Goal:
Find "the yellow paddle" in the data below; transcribe the line it appears on and each line after it, exactly, to the end, and nothing else.

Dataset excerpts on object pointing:
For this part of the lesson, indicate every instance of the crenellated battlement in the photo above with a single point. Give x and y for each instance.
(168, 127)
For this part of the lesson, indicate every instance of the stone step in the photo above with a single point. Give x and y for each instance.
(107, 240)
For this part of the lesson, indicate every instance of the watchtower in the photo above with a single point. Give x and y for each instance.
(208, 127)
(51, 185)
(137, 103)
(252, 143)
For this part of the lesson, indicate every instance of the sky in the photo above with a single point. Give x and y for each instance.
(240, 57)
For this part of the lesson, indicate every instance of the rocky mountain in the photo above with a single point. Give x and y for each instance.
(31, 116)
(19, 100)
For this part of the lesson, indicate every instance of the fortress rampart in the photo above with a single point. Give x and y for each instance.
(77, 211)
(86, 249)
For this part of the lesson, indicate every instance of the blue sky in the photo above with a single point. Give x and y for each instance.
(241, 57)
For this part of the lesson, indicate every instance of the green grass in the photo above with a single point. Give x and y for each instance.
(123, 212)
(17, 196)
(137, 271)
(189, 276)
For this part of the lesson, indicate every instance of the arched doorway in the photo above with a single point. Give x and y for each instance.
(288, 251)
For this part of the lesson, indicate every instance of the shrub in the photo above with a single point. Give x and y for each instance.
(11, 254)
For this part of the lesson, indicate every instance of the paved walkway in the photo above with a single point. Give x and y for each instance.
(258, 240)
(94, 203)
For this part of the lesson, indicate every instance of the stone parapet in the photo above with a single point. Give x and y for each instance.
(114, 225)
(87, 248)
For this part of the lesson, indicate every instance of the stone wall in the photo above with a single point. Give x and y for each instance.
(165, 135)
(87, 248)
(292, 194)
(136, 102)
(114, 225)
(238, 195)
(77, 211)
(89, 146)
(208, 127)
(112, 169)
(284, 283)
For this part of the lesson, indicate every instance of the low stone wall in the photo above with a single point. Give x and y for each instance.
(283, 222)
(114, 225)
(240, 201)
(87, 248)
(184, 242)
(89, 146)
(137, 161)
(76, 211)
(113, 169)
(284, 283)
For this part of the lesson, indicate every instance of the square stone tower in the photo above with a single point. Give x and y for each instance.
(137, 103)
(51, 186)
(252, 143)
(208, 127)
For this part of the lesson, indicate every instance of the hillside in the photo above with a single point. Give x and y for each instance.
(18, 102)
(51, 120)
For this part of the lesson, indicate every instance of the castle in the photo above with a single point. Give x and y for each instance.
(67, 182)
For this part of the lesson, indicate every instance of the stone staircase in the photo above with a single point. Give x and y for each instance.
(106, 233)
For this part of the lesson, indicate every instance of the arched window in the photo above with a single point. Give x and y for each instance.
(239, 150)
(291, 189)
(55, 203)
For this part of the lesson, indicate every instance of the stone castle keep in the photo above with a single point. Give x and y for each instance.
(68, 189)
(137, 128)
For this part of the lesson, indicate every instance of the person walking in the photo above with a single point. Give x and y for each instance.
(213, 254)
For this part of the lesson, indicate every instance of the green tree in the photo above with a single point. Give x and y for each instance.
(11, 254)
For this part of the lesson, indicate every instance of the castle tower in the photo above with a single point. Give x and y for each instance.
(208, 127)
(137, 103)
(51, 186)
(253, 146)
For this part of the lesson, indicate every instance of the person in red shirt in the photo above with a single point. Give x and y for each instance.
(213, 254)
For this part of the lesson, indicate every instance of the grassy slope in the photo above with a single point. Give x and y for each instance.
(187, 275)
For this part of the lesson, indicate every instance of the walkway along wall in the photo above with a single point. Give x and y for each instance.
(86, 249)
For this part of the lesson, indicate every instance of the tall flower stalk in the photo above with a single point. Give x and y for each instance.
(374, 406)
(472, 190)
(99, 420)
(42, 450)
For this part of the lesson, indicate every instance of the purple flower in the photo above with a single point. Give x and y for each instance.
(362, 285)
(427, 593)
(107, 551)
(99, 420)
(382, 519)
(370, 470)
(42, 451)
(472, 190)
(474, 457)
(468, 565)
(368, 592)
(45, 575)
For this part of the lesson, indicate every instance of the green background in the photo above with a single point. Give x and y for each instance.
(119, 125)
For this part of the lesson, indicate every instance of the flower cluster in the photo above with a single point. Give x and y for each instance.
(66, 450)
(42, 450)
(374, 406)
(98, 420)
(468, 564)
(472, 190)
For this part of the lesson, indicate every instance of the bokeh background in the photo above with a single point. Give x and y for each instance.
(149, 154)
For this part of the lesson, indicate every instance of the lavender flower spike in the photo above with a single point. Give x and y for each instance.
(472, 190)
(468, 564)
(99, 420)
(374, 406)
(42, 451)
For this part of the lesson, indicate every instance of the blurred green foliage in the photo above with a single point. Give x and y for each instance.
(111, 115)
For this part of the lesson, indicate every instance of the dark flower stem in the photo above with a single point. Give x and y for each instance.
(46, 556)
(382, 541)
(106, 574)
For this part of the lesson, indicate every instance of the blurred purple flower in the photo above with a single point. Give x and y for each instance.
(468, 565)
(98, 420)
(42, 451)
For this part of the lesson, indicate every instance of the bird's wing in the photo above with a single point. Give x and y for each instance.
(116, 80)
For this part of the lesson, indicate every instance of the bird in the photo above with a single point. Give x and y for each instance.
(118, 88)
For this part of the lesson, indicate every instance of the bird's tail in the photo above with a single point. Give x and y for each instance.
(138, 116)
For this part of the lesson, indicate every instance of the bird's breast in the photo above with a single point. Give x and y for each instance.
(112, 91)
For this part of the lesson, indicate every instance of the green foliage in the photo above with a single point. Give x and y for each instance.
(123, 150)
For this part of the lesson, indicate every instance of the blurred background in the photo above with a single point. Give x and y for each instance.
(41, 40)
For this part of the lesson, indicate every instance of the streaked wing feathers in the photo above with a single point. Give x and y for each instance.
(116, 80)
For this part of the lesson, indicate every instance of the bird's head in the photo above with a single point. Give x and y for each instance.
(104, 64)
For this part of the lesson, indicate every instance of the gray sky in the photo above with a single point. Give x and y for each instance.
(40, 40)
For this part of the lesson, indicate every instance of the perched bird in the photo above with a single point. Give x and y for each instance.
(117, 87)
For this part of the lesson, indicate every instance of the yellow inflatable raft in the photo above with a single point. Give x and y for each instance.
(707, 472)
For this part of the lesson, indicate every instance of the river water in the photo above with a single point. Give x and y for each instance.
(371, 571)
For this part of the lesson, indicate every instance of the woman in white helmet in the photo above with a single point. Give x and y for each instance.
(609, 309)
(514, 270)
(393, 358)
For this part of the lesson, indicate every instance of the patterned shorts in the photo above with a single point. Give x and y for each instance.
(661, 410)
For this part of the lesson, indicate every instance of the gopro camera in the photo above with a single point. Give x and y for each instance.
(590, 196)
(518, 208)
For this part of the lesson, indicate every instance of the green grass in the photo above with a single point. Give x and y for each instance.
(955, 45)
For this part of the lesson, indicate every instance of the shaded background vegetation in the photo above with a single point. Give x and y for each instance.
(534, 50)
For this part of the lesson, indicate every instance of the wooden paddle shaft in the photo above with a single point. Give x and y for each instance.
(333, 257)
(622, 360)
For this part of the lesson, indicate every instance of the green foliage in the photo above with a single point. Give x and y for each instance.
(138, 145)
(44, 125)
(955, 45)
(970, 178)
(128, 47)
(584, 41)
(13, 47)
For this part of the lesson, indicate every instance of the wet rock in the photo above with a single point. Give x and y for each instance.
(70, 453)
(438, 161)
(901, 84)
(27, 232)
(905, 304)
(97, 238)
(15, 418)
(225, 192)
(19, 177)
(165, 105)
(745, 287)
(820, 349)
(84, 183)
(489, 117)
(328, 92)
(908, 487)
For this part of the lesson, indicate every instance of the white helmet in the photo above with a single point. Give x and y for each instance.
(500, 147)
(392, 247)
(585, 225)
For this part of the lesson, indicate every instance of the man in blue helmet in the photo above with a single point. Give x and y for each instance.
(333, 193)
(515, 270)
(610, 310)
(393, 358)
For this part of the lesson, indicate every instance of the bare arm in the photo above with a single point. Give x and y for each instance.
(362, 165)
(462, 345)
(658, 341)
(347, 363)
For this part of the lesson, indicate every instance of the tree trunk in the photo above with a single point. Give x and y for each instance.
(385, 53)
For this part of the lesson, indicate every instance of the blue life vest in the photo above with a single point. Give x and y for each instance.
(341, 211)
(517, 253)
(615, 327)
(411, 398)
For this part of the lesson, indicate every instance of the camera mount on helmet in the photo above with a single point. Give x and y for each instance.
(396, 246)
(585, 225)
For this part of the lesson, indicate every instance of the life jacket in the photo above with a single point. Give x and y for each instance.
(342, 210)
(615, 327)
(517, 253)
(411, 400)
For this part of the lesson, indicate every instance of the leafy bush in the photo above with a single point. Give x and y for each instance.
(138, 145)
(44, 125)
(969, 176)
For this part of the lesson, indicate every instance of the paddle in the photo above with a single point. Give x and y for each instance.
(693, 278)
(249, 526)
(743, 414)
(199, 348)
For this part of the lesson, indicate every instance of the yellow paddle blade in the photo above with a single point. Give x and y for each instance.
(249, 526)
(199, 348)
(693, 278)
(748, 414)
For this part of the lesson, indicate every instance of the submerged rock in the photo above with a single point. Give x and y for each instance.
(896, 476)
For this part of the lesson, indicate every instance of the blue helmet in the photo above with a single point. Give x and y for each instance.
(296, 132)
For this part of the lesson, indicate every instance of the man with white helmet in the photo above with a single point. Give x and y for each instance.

Reply:
For this part of the lesson, indicate every instance of the yellow paddle blade in the photo above with a single point. Give x and y for each instance.
(249, 526)
(199, 348)
(693, 278)
(748, 414)
For this part of the lesson, indicate every instance of the submerged rock in the photo above with a single point. Give x and y for each instance.
(896, 476)
For this part of the lesson, indicate every instance of the blue helmet in the photo above with a single point. Give x and y for each instance.
(296, 132)
For this part of the lesson, indicate every instance of the man with white helmet in the photo above with a single point. Give x and y for each instance.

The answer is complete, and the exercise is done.